What needs to be done: Please rewrite the rows from the start down through the line holding "119 205 L 127", inclusive, changing every "puddle reflection" to "water reflection" and keeping everything else intact. Leave the pictures out of your answer.

Dataset rows:
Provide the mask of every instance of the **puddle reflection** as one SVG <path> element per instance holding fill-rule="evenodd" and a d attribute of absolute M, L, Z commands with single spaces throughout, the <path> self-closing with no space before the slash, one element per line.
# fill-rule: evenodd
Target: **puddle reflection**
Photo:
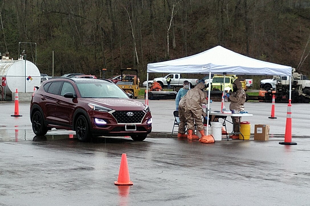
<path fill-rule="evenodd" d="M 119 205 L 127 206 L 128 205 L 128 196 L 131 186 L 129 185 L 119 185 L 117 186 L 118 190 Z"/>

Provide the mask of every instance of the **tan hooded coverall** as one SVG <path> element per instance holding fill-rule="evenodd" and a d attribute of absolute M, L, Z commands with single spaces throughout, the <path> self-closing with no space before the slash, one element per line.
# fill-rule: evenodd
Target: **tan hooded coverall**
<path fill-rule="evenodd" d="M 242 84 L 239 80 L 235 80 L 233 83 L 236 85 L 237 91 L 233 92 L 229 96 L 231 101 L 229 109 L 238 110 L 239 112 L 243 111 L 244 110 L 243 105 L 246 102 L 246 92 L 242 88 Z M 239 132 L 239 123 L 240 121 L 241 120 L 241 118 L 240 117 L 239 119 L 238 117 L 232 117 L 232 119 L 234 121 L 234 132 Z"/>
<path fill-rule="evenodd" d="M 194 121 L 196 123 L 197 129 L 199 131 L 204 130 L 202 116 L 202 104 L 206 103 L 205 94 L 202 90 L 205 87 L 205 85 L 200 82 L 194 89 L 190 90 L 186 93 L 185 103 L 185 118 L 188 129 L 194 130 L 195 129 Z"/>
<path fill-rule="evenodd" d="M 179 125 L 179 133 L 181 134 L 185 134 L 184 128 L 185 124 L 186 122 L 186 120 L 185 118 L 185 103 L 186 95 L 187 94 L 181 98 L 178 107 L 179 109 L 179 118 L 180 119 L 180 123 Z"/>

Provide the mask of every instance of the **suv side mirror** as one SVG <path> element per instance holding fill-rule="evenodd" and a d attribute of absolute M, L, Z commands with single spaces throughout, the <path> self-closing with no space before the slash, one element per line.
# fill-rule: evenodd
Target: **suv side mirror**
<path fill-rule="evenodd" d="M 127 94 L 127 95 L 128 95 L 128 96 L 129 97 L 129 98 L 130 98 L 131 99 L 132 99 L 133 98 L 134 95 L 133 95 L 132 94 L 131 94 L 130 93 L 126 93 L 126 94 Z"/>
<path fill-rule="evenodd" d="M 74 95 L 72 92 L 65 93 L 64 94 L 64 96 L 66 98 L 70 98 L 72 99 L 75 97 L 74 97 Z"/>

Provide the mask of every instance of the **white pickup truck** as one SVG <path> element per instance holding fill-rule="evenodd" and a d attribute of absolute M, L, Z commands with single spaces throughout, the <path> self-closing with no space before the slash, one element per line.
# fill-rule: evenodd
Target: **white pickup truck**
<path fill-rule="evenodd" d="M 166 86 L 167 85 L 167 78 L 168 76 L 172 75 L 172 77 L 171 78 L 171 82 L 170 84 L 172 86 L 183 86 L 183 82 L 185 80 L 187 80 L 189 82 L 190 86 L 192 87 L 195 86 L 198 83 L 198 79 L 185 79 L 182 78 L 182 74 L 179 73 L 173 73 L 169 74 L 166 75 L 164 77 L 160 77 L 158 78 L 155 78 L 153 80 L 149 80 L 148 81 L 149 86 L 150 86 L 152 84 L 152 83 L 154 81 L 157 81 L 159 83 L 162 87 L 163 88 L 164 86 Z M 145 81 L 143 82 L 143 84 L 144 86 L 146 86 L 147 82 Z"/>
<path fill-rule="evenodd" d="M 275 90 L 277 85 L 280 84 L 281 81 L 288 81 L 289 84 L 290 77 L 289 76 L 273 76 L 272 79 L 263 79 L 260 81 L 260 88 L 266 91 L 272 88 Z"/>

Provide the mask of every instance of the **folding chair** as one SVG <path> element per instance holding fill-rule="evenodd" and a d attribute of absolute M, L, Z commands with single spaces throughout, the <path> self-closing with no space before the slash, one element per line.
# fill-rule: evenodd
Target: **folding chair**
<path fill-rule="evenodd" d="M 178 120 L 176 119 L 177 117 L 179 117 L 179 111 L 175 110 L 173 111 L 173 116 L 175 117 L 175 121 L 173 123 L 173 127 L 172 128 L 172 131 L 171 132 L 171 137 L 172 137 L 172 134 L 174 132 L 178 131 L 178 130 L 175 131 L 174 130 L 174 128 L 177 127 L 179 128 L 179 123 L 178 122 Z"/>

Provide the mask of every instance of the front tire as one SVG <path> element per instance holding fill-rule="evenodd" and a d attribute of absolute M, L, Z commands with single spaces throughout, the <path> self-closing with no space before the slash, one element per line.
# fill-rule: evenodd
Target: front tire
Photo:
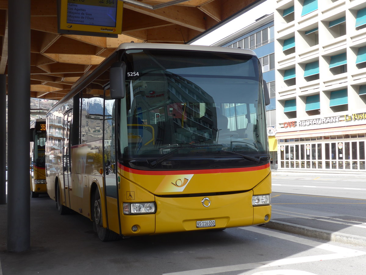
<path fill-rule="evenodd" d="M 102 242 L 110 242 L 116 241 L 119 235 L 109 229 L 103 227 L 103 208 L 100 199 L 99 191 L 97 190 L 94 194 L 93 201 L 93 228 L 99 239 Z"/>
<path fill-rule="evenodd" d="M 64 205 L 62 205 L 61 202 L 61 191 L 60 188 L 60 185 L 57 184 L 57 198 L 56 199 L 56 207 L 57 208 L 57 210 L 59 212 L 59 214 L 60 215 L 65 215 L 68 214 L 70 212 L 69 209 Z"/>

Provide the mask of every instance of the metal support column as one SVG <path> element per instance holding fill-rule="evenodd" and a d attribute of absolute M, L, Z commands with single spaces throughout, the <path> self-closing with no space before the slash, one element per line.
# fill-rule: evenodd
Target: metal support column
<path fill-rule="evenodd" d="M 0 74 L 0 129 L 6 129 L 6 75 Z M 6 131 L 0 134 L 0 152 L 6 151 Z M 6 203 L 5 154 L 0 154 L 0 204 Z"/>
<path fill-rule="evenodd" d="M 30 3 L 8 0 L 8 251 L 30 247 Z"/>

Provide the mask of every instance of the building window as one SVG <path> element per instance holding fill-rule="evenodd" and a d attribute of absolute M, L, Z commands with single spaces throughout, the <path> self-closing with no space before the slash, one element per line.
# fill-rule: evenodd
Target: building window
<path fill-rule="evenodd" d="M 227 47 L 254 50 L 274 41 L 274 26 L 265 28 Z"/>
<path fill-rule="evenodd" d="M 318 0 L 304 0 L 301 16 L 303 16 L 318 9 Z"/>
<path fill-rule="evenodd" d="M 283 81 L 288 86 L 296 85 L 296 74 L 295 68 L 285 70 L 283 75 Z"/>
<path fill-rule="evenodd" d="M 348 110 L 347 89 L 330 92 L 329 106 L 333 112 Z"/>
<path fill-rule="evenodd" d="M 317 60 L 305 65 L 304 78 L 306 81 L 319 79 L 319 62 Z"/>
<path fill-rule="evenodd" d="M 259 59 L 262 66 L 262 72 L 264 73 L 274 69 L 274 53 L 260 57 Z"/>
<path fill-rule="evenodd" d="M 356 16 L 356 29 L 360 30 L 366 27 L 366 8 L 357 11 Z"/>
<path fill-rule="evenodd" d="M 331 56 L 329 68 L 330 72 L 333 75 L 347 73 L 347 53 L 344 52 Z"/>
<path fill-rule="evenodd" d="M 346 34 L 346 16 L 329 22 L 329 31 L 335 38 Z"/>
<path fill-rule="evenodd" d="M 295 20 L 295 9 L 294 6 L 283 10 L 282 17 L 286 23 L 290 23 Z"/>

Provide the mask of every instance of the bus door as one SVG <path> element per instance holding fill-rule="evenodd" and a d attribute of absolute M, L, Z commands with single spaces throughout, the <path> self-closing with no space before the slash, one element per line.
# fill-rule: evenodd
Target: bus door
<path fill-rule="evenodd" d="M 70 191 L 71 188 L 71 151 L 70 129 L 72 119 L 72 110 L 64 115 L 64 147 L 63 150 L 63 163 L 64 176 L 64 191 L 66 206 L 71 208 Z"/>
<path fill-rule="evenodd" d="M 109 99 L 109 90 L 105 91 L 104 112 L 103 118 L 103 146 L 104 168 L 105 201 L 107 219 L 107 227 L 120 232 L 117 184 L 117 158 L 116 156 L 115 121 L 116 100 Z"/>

Answer to the task:
Provide the mask of every instance of the **water reflection** as one SVG <path> element per instance holding fill-rule="evenodd" and a d attribute of absolute M, L, Z commands with single spaces throughout, the <path> self-closing with no space before the slash, one element per line.
# fill-rule: evenodd
Target: **water reflection**
Photo:
<path fill-rule="evenodd" d="M 119 205 L 127 206 L 128 205 L 128 196 L 131 186 L 129 185 L 119 185 L 117 186 L 118 190 Z"/>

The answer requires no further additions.